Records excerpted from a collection
---*---

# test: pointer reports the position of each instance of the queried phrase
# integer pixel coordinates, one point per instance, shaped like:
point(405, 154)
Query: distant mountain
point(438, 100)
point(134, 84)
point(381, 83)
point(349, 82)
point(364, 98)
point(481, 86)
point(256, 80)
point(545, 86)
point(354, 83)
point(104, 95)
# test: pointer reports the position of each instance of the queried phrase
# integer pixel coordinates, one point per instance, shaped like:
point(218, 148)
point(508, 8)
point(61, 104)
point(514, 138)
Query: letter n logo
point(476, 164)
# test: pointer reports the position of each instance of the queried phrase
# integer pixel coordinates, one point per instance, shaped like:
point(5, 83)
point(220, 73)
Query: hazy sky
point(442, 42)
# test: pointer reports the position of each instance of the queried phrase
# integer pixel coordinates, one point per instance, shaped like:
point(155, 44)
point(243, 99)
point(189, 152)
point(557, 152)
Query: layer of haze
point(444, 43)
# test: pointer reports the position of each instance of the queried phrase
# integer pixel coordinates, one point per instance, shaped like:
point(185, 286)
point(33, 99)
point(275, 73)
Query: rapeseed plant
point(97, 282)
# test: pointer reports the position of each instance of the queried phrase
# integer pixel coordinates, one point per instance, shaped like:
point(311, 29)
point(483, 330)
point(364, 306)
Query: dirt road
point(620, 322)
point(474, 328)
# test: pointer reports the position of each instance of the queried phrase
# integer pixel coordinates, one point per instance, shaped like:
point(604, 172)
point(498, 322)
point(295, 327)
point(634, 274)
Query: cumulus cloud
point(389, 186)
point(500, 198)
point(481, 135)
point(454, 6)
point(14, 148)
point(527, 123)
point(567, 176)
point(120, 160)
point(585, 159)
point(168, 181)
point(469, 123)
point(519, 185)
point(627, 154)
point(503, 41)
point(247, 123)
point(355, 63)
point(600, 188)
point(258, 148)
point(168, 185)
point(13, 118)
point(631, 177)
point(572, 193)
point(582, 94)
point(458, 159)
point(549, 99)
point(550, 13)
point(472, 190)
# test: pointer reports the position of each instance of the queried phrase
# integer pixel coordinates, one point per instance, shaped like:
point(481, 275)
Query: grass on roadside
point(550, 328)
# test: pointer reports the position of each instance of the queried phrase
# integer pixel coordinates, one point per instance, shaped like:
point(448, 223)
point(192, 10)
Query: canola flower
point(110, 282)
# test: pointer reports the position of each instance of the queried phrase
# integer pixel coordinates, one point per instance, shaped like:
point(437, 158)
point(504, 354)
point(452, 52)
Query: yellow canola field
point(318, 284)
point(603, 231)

---*---

* **What the task asks**
Copy out word for word the stretch of the records above, from the very start through the line containing "point(444, 43)".

* **Output below**
# test: pointer reports the position of each instance of the queried phrase
# integer pixel coordinates, one point per instance, shaped like:
point(405, 154)
Query: distant mountain
point(438, 100)
point(134, 84)
point(381, 83)
point(349, 82)
point(364, 98)
point(481, 86)
point(256, 80)
point(545, 86)
point(354, 83)
point(104, 95)
# test: pointer reports the position of each instance of the queried phrase
# integer pixel coordinates, one point per instance, shaped like:
point(218, 148)
point(508, 8)
point(61, 104)
point(514, 138)
Query: letter n logo
point(476, 164)
# test: pointer reports the position of each instance of the queried phrase
# integer pixel coordinates, one point per instance, shaped like:
point(5, 83)
point(220, 73)
Query: hazy sky
point(442, 42)
# test: pointer reports the position of each instance of the queried phrase
# integer pixel coordinates, one point per instance, shaped like:
point(155, 44)
point(243, 99)
point(189, 152)
point(557, 152)
Query: layer of haze
point(444, 43)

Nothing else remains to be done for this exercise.